** start of Dataset excerpts **

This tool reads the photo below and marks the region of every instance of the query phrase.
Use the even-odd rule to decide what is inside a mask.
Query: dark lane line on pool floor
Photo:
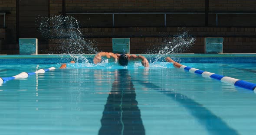
[[[192,116],[197,119],[202,125],[205,126],[211,135],[239,135],[234,129],[230,127],[222,119],[194,100],[183,94],[168,91],[153,83],[139,80],[132,80],[147,88],[151,88],[164,93],[186,108]]]
[[[117,70],[98,135],[145,135],[135,88],[127,69]]]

** end of Dataset excerpts **

Problem requirements:
Can you output every entry above again, word for word, with the pictures left out?

Solution below:
This tool reads the photo below and marks the region of every instance of the query phrase.
Use the even-odd rule to decide what is inside a mask.
Query: dark lane line on pool floor
Photo:
[[[192,116],[197,119],[202,125],[205,126],[211,135],[239,135],[234,129],[230,127],[222,119],[194,100],[183,94],[168,91],[153,83],[139,80],[132,80],[147,88],[151,88],[164,93],[186,108]]]
[[[117,70],[98,135],[145,135],[135,88],[127,69]]]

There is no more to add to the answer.